Rechtsmissbrauch bei über 240 Abmahnungen im Jahr

Der Ausspruch von über 240 Abmahnungen in einem Jahr, die sich auf Verstöße ohne unmittelbaren wirtschaftlichen Bezug zum Abmahnenden beziehen, spricht für ein missbräuchliches Vorgehen. Dem Abmahnenden stehen dann keine Ansprüche auf Erstattung der für die Abmahnungen entstandenen Rechtsanwaltskosten zu, entschied das Oberlandesgericht Frankfurt am Main mit Urteil vom 12.11.2020.

Abmahnung wegen fehlenden Links zu Plattform zur Streitbeilegung

Die Klägerin ist eine in Hamburg ansässige, 2017 gegründete GmbH. Der Beklagte betreibt ein Reisebüro und bietet seine Dienstleistungen über eine Webseite an. Die Webseite enthielt keinen Hinweis auf und keinen klickbaren Link zu einer Internetplattform zur Online-Beilegung von Streitigkeiten (sogenannte OS-Plattform). Die Klägerin mahnte den Beklagten deshalb erfolglos ab. Ihre Ansprüche auf Unterlassen des gerügten wettbewerbswidrigen Verhaltens sowie auf Ersatz entstandener Rechtsanwaltskosten wies das Landgericht ab. Die hiergegen gerichtete Berufung hatte auch vor dem OLG keinen Erfolg.

[Einträge aus einer Sammlung]
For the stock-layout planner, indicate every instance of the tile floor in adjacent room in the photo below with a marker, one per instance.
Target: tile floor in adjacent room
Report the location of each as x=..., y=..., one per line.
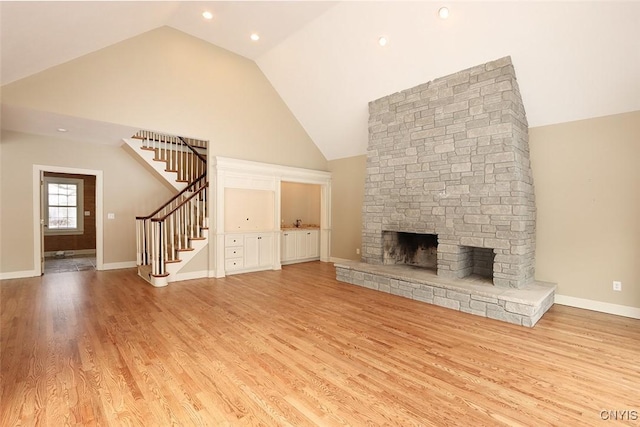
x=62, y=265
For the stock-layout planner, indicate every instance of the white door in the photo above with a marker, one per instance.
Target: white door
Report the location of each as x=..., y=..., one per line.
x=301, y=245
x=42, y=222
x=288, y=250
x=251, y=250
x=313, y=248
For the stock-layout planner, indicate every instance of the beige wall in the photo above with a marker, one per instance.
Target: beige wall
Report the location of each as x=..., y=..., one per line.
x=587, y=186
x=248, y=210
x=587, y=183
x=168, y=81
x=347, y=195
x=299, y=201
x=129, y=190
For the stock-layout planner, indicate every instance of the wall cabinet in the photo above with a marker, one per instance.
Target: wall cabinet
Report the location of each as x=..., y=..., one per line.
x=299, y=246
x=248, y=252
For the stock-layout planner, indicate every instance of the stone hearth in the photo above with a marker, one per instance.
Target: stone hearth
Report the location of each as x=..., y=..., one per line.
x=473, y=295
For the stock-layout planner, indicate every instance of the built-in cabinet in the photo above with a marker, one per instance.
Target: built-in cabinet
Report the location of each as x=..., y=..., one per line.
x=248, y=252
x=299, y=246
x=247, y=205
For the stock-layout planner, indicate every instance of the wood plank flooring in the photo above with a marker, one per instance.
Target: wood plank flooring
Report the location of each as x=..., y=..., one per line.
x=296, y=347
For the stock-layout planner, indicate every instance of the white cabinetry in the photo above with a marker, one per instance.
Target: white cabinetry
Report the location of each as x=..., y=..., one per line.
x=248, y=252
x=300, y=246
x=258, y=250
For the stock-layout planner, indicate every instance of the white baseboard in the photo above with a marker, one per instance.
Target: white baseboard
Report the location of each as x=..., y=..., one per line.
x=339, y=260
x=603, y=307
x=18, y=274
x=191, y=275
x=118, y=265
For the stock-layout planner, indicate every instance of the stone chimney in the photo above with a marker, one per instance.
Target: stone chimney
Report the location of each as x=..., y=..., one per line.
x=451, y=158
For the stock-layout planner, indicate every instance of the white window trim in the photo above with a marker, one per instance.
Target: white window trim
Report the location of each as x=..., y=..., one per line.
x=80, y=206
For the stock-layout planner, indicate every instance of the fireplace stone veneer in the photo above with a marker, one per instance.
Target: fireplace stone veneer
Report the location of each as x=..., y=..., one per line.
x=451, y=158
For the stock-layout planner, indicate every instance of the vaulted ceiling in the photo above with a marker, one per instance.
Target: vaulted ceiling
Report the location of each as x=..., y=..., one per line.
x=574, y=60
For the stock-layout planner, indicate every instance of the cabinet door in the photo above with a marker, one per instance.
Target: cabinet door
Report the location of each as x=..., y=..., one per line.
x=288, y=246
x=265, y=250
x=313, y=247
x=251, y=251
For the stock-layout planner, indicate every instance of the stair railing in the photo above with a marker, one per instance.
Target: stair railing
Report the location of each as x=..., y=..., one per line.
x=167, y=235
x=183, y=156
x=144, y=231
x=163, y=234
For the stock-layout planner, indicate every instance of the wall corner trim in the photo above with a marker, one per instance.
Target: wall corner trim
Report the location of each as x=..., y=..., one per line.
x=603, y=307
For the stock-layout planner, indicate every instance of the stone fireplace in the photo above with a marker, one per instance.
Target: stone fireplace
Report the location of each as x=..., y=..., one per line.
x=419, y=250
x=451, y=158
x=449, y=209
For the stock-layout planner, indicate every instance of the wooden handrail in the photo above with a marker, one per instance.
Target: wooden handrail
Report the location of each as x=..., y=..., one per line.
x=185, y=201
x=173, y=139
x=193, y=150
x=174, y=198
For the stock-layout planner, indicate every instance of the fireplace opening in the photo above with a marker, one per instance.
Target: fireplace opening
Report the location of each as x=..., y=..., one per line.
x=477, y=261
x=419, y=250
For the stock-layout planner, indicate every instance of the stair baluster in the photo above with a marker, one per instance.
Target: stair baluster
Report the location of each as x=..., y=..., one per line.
...
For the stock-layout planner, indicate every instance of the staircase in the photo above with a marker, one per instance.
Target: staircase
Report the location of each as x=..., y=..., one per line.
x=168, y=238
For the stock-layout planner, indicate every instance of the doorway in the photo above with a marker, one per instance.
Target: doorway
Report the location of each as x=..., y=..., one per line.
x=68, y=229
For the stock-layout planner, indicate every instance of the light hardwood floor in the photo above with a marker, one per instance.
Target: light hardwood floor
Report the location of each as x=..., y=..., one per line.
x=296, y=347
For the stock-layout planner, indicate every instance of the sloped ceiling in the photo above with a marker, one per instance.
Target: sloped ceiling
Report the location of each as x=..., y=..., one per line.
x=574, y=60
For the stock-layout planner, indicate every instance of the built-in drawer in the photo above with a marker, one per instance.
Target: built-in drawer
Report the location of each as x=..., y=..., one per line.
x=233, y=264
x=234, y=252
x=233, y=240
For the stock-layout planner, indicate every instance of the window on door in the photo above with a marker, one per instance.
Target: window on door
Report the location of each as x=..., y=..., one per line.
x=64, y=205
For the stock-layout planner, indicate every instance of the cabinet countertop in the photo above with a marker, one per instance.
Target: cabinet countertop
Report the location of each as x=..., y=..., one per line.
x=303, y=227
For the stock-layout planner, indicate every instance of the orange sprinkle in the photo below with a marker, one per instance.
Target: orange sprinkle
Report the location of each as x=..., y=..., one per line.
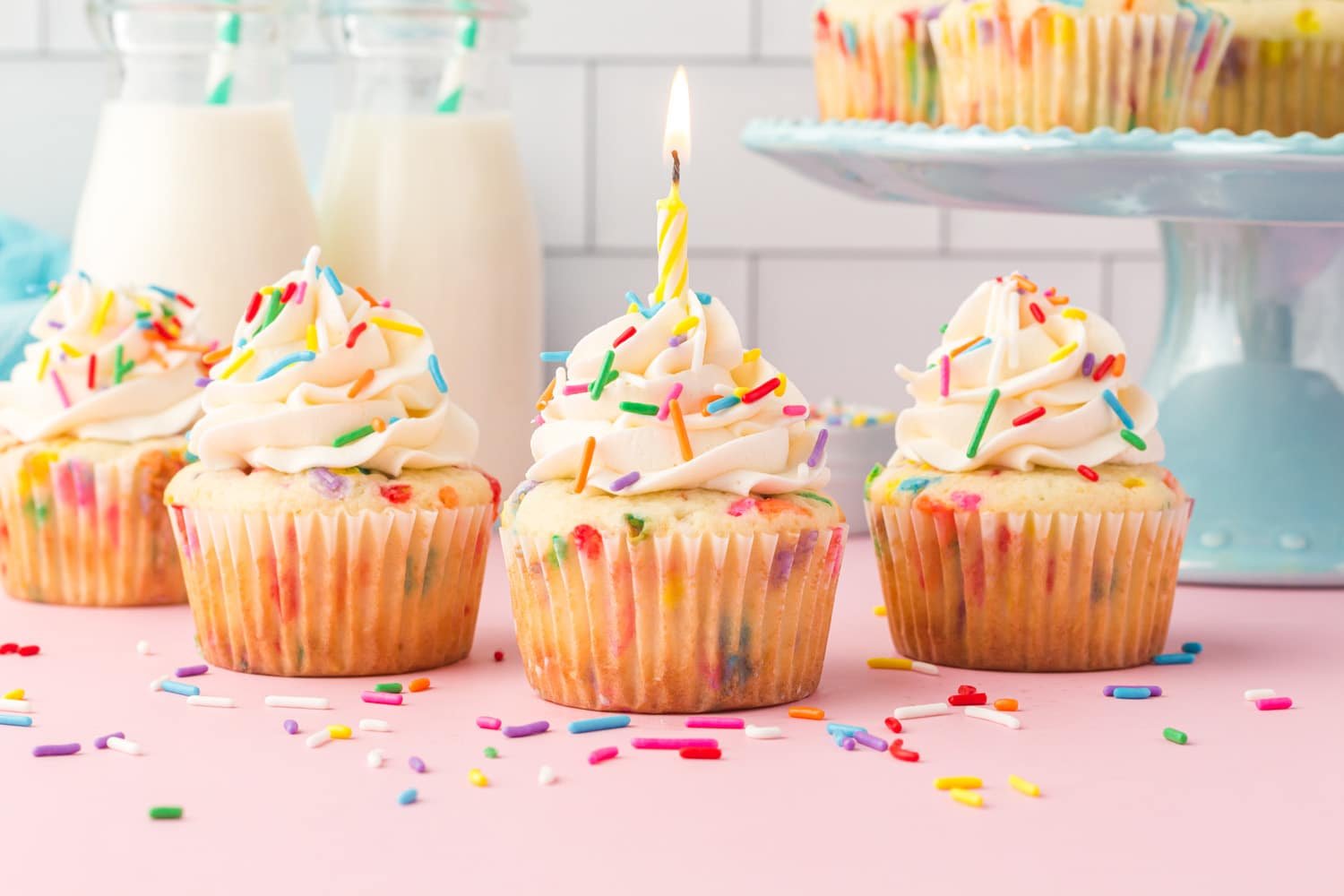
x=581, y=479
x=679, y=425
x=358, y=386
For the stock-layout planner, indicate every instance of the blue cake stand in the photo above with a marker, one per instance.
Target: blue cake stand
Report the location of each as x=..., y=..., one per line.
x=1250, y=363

- [Aufgaben]:
1 – Nennen Sie das Gericht, das laut dem Text zum Rechtsmissbrauch bei Abmahnungen mit Urteil vom 12.11.2020 entschied.
2 – Übersetzen Sie den Satz „Die Klägerin mahnte den Beklagten deshalb erfolglos ab.“ aus dem Text zum Rechtsmissbrauch bei Abmahnungen ins Englische.
3 – Schreiben Sie den Text zum Rechtsmissbrauch bei Abmahnungen im Anschluss an seinen letzten Satz fort.
Die Zeilen sind eigenständiges Material und gehören nicht zum Text zum Rechtsmissbrauch bei Abmahnungen.

- [Lösungen]:
1 – Das Oberlandesgericht Frankfurt am Main.

2 – The plaintiff therefore sent the defendant a warning notice, without success.

3 –
Abmahnung war unzulässig

Die Klage sei bereits unzulässig, urteilte das OLG. Die Rechtsverfolgung sei rechtsmissbräuchlich. Es sei unzulässig, Ansprüche auf Beseitigung und Unterlassen wegen einer unzulässigen geschäftlichen Handlung geltend zu machen, wenn dies vorwiegend dazu diene, gegen den Zuwiderhandelnden einen Anspruch auf Ersatz von Aufwendungen oder Kosten der Rechtsverfolgung entstehen zu lassen. Von einem Missbrauch sei auszugehen, wenn das beherrschende Motiv "sachfremde, für sich genommen nicht schutzwürdige Interessen und Ziele sind." Anhaltspunkt hierfür könne etwa sein, dass die Abmahntätigkeit in keinem vernünftigen wirtschaftlichen Verhältnis zur gewerblichen Tätigkeit des Abmahnenden stehe. Ein weiteres Indiz liege vor, wenn der Abmahnende an der Verfolgung des beanstandeten Wettbewerbsverstoßes kein nennenswertes wirtschaftliches Interesse habe.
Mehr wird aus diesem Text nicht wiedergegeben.